_Work to complete:_ Output exactly the lines between the one holding "of the distant" and the last line of the data below, both of those lines included.
++++ Materials provided ++++
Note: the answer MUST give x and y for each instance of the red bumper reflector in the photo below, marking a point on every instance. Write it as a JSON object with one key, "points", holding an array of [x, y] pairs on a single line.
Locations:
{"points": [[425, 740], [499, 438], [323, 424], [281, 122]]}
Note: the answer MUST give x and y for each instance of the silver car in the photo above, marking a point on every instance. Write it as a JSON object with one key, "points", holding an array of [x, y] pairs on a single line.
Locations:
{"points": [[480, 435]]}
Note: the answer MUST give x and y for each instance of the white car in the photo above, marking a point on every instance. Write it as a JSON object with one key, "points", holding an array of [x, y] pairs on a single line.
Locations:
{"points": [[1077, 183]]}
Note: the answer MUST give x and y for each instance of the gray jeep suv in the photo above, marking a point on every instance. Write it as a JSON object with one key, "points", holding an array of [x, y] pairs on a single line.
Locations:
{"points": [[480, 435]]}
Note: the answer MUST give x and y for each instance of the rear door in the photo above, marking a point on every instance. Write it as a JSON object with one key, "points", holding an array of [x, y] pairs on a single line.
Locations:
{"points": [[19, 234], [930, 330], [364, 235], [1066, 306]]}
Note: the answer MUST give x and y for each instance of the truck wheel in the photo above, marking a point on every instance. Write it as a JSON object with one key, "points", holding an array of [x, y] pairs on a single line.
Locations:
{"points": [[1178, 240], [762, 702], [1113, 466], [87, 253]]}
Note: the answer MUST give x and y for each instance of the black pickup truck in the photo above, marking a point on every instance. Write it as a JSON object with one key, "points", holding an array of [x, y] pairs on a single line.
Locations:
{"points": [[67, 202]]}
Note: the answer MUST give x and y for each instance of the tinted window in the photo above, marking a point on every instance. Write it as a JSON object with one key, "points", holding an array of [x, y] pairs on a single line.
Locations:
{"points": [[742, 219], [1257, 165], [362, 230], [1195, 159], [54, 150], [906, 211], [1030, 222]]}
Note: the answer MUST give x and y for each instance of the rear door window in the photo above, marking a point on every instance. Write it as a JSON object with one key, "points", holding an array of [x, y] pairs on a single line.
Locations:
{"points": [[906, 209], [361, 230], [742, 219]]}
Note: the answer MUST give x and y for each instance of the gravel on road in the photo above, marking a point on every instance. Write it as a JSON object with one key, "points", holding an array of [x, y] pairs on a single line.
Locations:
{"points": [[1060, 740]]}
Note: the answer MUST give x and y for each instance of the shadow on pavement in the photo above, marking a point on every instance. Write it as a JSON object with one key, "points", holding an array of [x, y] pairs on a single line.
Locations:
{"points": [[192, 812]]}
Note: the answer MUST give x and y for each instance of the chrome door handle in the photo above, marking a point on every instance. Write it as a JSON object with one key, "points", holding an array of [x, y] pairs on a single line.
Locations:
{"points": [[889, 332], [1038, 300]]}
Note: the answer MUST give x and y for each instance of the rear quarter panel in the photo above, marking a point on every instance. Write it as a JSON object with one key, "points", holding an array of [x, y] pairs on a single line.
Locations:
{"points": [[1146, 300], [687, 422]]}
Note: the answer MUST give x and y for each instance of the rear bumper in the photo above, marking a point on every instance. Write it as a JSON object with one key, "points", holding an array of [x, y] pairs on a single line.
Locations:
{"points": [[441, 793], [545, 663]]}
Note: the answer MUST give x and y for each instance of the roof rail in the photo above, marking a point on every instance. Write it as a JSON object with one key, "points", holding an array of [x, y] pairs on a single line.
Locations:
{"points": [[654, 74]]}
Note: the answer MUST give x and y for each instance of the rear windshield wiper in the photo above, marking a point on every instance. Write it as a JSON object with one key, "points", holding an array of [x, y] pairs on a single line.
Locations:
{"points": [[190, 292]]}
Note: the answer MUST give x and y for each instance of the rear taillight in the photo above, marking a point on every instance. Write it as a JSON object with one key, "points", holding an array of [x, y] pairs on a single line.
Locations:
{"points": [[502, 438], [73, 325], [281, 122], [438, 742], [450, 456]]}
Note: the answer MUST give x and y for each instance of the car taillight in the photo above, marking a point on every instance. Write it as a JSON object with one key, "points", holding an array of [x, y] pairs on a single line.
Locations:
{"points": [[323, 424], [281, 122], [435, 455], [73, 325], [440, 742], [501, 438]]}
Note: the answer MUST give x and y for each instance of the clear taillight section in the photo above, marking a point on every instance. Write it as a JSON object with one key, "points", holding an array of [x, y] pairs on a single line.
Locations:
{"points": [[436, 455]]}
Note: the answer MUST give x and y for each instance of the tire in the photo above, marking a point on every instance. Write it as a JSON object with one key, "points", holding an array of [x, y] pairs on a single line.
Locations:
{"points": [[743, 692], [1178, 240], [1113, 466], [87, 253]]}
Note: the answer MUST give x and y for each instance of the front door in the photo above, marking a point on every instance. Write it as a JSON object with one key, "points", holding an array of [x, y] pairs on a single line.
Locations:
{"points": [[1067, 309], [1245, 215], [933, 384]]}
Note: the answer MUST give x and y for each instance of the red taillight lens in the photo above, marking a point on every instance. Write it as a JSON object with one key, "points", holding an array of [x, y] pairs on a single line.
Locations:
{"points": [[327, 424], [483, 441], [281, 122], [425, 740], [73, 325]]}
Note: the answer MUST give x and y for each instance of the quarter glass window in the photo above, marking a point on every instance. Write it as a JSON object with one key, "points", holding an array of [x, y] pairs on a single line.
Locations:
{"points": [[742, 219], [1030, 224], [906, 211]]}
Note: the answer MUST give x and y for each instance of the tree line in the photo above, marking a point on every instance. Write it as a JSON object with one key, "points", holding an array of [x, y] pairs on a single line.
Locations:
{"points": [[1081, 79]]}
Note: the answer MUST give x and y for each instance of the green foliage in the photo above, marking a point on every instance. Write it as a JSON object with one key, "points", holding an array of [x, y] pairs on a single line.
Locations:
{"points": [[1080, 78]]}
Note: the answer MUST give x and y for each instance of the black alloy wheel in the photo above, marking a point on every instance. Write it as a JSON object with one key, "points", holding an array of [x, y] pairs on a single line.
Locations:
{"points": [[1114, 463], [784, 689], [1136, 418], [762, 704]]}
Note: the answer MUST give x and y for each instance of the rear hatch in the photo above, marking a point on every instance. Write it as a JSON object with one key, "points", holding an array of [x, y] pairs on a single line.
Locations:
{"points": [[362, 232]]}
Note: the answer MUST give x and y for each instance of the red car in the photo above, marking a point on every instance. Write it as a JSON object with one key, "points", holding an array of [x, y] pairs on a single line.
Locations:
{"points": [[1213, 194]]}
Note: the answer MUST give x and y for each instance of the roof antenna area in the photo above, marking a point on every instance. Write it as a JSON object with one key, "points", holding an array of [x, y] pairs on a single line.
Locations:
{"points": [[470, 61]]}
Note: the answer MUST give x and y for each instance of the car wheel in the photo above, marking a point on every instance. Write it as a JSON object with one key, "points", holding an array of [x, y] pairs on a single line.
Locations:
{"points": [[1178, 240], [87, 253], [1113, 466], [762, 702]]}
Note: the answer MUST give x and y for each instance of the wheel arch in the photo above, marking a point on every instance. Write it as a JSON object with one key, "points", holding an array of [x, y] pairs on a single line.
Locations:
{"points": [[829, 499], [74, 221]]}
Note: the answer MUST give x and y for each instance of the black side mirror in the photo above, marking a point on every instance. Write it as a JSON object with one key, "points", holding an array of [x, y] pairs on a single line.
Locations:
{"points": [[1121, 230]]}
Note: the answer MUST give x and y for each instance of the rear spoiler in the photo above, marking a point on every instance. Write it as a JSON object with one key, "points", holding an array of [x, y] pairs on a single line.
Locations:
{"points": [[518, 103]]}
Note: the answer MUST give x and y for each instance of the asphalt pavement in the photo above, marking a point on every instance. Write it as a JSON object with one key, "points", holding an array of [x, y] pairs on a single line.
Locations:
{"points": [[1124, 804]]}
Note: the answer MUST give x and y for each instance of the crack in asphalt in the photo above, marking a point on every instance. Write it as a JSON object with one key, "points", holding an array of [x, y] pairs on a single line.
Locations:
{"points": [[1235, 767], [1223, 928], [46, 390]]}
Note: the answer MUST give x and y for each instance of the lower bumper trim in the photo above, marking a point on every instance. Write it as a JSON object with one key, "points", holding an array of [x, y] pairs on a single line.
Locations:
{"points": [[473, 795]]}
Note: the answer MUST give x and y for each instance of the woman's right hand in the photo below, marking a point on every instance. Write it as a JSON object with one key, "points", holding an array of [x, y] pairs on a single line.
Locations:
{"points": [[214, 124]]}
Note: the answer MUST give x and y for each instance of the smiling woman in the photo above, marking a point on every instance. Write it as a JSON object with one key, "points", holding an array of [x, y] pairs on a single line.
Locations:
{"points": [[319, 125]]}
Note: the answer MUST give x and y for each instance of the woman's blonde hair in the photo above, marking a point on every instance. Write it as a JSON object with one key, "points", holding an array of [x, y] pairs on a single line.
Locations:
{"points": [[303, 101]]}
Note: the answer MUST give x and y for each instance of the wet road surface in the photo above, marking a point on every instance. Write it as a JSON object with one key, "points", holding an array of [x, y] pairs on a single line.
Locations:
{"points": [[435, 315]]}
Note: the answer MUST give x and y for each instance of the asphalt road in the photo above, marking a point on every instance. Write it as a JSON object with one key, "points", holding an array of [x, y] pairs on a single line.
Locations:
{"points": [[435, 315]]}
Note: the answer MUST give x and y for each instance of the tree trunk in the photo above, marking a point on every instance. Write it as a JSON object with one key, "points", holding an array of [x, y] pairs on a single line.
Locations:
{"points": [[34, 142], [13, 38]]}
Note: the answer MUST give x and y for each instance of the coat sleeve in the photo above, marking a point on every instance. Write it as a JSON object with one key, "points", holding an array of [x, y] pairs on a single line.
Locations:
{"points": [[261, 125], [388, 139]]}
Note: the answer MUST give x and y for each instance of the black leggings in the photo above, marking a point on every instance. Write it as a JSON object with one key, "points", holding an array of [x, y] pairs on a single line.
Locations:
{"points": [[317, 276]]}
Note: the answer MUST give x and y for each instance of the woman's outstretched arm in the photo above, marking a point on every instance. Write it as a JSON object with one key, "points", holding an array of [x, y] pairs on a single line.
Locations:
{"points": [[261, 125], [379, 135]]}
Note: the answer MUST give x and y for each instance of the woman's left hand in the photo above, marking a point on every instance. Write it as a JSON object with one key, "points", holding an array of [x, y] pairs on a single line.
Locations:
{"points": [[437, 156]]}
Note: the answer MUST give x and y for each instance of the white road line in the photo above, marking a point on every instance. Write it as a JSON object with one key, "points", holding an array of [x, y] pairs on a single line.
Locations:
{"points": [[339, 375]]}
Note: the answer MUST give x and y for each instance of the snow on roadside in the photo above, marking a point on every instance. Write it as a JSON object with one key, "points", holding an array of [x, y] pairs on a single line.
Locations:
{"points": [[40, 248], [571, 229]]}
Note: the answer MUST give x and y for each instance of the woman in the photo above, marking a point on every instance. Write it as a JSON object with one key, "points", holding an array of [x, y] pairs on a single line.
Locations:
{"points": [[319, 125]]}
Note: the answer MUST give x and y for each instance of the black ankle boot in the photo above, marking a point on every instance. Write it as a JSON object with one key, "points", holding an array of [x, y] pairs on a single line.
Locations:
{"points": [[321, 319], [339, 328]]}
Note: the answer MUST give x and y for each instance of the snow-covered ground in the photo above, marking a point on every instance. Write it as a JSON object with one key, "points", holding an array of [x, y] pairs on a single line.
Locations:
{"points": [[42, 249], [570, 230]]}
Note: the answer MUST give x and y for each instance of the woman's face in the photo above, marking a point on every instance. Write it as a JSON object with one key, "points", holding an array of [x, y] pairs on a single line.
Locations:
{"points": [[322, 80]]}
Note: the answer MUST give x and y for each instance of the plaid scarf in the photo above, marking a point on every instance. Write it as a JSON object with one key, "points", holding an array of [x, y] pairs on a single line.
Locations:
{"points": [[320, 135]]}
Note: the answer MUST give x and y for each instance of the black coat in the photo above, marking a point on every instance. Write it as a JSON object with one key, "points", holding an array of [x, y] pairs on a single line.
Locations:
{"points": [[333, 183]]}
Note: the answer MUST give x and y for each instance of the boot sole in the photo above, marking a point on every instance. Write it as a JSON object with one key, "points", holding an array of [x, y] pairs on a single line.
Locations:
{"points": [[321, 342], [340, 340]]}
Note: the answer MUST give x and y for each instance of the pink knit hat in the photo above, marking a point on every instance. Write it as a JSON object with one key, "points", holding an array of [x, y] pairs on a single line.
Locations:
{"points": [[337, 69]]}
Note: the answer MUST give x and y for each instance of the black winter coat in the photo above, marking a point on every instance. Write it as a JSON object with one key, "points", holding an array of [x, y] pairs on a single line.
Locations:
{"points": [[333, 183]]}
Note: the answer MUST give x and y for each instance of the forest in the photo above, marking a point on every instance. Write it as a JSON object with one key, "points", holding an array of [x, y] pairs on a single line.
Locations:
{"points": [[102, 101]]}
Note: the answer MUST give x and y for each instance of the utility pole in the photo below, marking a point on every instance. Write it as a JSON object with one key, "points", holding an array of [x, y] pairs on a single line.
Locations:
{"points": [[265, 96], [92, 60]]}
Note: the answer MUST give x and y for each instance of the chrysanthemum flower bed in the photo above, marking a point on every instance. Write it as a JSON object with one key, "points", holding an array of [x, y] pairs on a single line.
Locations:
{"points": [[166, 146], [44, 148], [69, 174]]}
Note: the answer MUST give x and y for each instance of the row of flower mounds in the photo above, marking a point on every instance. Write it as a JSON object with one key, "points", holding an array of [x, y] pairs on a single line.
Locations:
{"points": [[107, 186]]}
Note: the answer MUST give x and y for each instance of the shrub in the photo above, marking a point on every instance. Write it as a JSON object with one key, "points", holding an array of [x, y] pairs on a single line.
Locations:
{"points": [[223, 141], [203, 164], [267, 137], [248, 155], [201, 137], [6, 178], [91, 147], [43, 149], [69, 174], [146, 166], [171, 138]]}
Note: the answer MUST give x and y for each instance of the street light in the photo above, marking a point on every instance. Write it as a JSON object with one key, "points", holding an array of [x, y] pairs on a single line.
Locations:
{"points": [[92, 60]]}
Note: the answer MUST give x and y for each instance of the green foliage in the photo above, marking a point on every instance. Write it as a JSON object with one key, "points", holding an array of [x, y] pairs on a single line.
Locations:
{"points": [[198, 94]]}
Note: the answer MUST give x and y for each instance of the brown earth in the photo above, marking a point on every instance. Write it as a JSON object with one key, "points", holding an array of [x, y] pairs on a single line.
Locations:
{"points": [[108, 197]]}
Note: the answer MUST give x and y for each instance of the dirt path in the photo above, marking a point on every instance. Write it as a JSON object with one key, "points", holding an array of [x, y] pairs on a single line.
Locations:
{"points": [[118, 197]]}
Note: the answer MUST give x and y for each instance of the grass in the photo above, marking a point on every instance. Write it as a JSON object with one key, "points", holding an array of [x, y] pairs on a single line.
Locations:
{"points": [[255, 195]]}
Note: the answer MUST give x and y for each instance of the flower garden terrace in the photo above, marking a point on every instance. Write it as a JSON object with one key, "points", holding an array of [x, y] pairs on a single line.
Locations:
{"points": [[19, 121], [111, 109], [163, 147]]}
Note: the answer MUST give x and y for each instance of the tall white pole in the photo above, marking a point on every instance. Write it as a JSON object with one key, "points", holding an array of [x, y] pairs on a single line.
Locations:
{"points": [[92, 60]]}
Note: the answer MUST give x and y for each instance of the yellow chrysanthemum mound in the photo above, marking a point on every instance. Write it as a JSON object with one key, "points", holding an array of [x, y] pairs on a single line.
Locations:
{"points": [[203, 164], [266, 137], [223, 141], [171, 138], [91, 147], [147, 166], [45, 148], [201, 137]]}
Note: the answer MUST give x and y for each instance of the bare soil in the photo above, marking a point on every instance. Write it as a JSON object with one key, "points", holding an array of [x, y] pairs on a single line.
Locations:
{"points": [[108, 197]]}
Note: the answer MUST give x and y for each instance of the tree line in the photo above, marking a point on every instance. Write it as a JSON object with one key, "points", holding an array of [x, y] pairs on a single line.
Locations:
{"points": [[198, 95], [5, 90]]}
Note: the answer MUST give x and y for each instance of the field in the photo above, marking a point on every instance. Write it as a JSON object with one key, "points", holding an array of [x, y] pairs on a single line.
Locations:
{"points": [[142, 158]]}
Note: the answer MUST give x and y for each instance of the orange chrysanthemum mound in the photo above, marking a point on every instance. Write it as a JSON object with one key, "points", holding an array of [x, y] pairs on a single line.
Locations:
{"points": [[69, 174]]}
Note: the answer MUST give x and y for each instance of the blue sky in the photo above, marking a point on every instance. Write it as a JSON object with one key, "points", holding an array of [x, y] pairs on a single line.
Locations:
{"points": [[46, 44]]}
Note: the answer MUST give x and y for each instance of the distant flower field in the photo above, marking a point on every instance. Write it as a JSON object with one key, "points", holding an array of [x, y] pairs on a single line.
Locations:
++++
_Exercise result:_
Note: the answer MUST give x and y for each instance of the distant flower field in the photo above, marking a point on every instance. Write it as a JSON object with one key, "points", holding an array of [x, y] pairs on a single line.
Locations:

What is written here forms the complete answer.